§ Data excerpts
^^^^^^^^

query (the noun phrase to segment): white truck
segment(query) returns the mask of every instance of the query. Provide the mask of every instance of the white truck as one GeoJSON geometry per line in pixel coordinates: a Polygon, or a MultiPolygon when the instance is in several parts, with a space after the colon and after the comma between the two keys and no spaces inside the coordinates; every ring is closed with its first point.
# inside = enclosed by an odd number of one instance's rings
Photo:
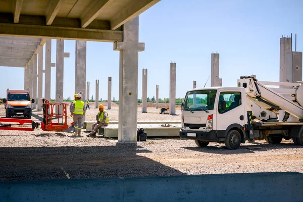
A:
{"type": "Polygon", "coordinates": [[[277,144],[292,138],[303,145],[302,82],[262,82],[248,76],[241,77],[237,84],[188,90],[180,137],[194,139],[201,147],[224,143],[229,149],[262,139],[277,144]]]}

^^^^^^^^

Reproduce the entries above with "white truck" swapped for "silver van" wherever it occurs, changing nothing else. Omit the pictures from your output.

§ Task answer
query (the noun phrase to segment): silver van
segment(query) returns the mask of every instance of the query. Provide the mask of every instance of the silver van as one GeoJSON geometry per line in pixel coordinates: a Polygon, or a MultiPolygon when the instance is in several parts, with a space after the colon and after the comma between the two keys and no spaces inside the coordinates; every ring is closed with its first point.
# inside = enclosed by an odd number of one instance's rings
Photo:
A:
{"type": "Polygon", "coordinates": [[[277,144],[292,138],[303,145],[302,82],[262,82],[248,76],[241,77],[237,84],[188,90],[180,137],[194,139],[201,147],[224,143],[229,149],[262,139],[277,144]]]}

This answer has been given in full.